_Task statement_
Go through the listing below and repeat it exactly, omitting each picture.

★ ★ ★ ★

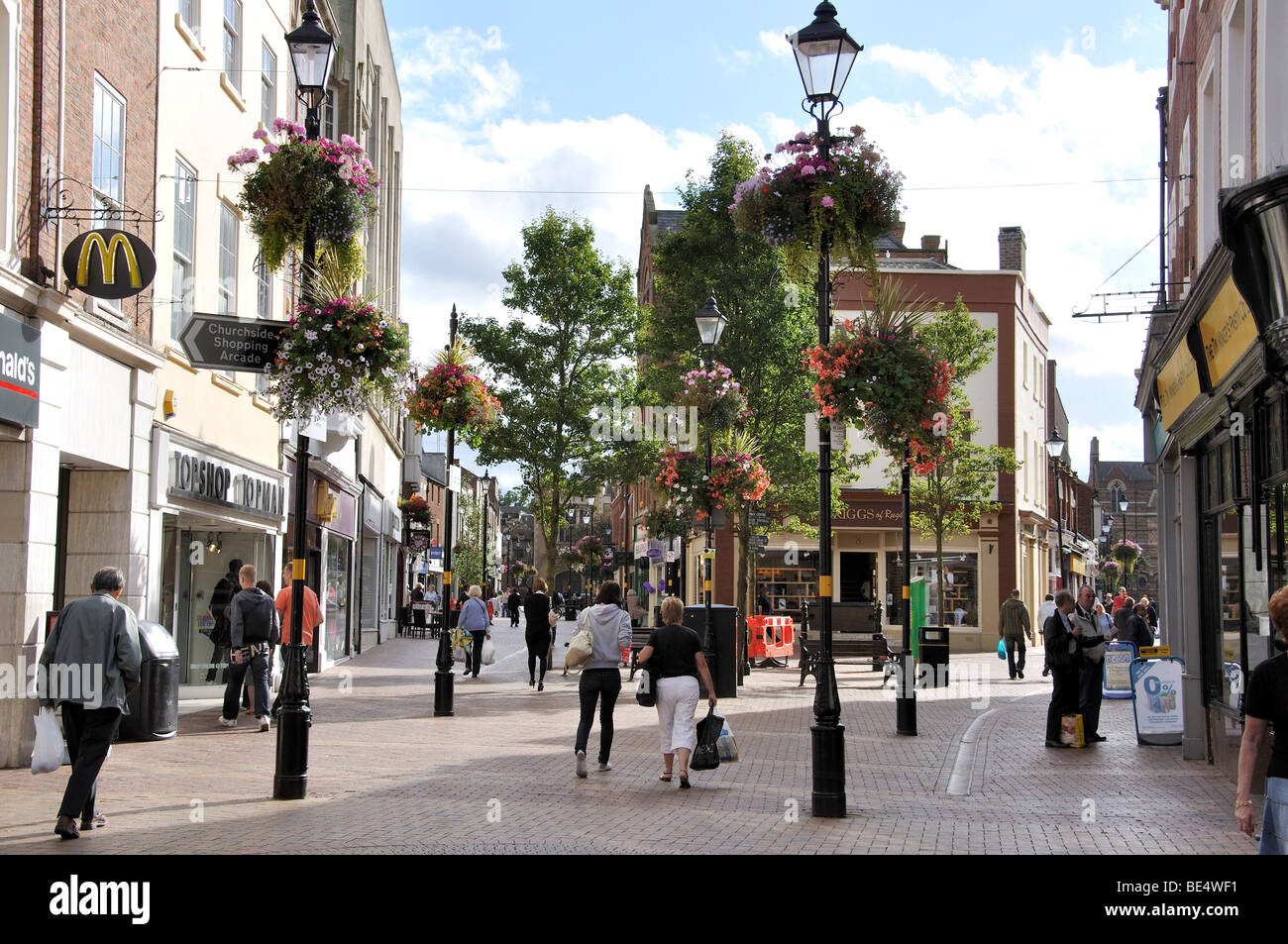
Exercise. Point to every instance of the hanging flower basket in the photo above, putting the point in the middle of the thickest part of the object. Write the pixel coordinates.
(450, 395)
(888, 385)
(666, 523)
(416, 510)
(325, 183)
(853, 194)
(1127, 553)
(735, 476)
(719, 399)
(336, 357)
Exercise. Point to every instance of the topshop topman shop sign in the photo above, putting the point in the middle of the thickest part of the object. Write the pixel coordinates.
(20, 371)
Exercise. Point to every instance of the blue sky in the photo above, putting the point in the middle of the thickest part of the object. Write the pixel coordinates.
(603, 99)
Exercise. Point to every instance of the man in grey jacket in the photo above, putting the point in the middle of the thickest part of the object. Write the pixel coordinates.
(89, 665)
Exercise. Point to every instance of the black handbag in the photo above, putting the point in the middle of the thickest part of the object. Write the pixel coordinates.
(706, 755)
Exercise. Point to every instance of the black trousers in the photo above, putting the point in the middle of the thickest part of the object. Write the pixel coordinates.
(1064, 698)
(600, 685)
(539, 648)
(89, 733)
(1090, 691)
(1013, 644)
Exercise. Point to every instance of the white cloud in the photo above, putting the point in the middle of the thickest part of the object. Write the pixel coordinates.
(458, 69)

★ ★ ★ ★

_Exercise output_
Exercise. Point to every instance of the hanging flower basket in the photo above, putting the point in the middle of the thickest part of the object. Write the pixel coordinates.
(450, 395)
(888, 385)
(666, 523)
(416, 510)
(325, 183)
(853, 194)
(1127, 553)
(735, 476)
(719, 399)
(336, 357)
Exercise. Point to every instance of the topshop topman shop sign in the photo above, putting the point in the middle of the thickest part of the object. Write the pixel coordinates.
(20, 371)
Exercise. Point to every instance of the blue sky in the photo above, putting the point in the middle of the thickest part of the object. Write the pixel coordinates.
(603, 99)
Exercise. Point to every instance of the man in grey jacket in the photo above, putting the point in the middle of the thickest part of the object. Write the pixel coordinates.
(89, 665)
Exercise. Point to every instance of the black handbag in the photo above, putting the point in the middle of the thickest part of the object. Write the pixel coordinates.
(706, 755)
Exercise. Point to every instance of the black trousers in the photo above, putting the point in the middle of the thickest part of the object. Write the pixel coordinates.
(1064, 698)
(600, 685)
(539, 648)
(89, 733)
(1090, 691)
(1013, 644)
Exercise. Point to every instance of the white cloud in the photo above, putting the point in the middle of the thickest part of the object. Write the pixel coordinates.
(458, 69)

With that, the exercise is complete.